** Opening TEXT SHOWN block **
Our results show that the 6 most common adult ICU types reporting central line–associated BSIs to the CDC, which together account for 96% of all reported MRSA central line–associated BSIs among studied ICU types, have experienced declines of 50% or more in the incidence of MRSA central line–associated BSI since 2001. This means that the risk of primary MRSA bloodstream infections among patients with central lines in these ICUs has substantially decreased in recent years.First, let's stipulate that any reduction in healthcare-associated infections is good, good news.
Having said that, let's drill down into the paper a bit. Because in some of the coverage last night and this morning, this paper is being represented as "Hooray, the MRSA problem is over," and that's an over-reaction. Here are some reasons why.
** Closing TEXT SHOWN block **
— TO DO —
Please carry the commentary on the MRSA bloodstream infection paper forward from its final sentence. The material after this point is separate from the text on MRSA bloodstream infections.
** Opening THE DATA block **
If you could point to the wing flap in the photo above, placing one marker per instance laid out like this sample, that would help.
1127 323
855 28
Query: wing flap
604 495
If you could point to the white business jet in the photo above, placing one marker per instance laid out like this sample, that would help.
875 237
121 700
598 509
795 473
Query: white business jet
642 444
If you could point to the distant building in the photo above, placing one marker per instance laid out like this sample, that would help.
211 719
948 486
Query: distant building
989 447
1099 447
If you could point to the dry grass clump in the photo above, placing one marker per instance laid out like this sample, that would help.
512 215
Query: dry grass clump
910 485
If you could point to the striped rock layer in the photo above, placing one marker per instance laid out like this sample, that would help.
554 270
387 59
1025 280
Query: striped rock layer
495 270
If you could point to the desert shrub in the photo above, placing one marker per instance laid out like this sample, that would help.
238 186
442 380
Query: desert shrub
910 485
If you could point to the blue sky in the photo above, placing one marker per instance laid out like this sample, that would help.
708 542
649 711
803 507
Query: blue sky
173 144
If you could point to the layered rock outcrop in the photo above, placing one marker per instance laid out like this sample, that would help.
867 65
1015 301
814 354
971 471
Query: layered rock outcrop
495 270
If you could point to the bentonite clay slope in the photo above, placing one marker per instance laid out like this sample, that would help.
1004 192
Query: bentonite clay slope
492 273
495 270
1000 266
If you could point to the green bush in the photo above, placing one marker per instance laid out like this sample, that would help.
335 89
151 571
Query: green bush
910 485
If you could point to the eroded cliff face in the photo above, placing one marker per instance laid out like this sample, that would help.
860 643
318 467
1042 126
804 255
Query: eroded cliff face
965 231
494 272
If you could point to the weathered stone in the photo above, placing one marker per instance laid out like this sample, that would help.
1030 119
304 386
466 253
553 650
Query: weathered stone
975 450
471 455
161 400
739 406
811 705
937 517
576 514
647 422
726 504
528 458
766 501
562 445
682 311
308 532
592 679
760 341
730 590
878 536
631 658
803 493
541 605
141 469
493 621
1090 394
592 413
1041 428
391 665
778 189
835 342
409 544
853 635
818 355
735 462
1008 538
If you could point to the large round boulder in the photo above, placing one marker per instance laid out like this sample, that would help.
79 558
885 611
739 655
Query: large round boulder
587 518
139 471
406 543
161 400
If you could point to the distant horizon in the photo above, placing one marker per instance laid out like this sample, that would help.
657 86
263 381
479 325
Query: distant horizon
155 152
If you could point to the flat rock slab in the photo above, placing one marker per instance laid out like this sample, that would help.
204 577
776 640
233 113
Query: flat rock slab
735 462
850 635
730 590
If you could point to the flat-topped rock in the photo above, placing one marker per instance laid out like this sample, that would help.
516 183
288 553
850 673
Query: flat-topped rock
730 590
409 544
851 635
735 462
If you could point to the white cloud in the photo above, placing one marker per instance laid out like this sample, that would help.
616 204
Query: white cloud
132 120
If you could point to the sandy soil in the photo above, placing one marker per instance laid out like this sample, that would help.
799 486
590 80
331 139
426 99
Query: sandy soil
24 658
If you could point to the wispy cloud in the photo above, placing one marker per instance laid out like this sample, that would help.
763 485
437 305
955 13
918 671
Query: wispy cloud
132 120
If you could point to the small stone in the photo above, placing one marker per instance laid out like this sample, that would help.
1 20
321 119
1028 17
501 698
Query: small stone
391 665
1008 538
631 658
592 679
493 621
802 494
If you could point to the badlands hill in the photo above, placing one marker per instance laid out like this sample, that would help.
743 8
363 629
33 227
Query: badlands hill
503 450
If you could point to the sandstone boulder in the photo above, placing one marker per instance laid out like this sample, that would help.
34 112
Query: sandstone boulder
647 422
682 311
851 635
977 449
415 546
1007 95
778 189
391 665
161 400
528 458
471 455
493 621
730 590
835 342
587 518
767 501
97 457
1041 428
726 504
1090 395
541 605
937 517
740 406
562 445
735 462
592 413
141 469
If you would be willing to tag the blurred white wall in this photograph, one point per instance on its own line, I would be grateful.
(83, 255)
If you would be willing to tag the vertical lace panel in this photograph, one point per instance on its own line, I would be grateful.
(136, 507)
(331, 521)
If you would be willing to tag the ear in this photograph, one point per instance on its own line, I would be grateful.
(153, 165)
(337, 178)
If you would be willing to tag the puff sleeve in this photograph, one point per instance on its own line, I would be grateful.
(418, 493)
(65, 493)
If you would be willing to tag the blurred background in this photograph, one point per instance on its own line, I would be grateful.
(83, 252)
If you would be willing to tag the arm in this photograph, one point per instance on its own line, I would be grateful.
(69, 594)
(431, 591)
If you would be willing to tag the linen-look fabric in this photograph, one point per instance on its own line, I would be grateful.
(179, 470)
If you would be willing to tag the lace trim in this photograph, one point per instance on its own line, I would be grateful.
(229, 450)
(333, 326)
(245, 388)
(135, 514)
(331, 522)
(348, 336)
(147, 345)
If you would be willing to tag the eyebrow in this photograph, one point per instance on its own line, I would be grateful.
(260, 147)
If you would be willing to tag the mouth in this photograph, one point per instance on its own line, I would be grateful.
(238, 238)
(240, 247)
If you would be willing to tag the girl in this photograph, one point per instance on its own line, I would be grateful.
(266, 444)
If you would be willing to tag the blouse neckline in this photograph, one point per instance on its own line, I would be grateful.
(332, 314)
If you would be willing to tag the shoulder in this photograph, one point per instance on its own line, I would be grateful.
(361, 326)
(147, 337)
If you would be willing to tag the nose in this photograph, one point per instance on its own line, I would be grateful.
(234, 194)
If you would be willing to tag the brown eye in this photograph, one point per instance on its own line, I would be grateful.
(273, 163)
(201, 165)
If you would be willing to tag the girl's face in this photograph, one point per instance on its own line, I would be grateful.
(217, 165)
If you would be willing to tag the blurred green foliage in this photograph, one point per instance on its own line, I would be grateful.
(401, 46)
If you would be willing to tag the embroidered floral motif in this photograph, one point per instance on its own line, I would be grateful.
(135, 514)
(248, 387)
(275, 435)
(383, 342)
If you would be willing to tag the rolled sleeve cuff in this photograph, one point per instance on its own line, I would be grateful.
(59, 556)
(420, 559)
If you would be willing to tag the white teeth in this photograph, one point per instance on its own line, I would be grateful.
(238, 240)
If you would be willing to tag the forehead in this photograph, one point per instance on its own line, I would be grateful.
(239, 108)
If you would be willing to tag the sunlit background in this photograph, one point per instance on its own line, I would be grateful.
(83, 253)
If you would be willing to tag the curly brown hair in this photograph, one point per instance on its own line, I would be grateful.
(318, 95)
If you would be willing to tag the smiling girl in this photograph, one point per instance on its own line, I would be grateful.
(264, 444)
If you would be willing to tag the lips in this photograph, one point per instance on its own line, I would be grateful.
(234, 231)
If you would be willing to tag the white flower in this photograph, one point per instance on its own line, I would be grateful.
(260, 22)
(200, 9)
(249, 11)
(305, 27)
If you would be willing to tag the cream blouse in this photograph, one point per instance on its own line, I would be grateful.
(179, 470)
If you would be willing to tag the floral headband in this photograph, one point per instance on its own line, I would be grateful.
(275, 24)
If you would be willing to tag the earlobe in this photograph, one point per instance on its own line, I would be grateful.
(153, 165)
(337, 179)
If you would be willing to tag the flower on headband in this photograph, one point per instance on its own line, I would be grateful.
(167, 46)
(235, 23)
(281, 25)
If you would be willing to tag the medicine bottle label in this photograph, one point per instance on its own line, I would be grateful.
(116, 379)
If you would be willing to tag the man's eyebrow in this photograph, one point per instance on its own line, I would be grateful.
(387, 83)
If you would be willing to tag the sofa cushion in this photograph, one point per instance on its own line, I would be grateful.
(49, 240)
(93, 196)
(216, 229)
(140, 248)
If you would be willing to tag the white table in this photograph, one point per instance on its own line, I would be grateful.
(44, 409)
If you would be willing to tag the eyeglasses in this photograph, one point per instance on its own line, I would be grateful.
** Closing THE DATA block **
— ANSWER SPACE —
The data come from several overlapping CDC databases: the National Nosocomial Infections Surveillance system (NNIS) and the National Healthcare Safety Network (NHSN). The NNIS existed from 1970 to 2004; there was a data gap in 2005, and the NHSN sprang up in 2006. There were 300 hospitals in 37 states reporting to the NNIS when it shut down, and in 2007 there were 518 reporting to the NHSN, many of which joined that year as a result of new mandatory HAI reporting in New York, Colorado and South Carolina. Participation in either database was/is voluntary.
The CDC analysis abstracts data from the reports to those systems for the years 1997-2007. But, as you can guess from those numbers above, the data does not cover all 7,500 US hospitals; and because it is more weighted to certain states, it does not represent a nationally representative sample. In addition, hospitals came into the system(s) during the study, and also dropped out; an accompanying editorial estimates that only 6% of the 599 hospitals in the study reported data for all 11 years.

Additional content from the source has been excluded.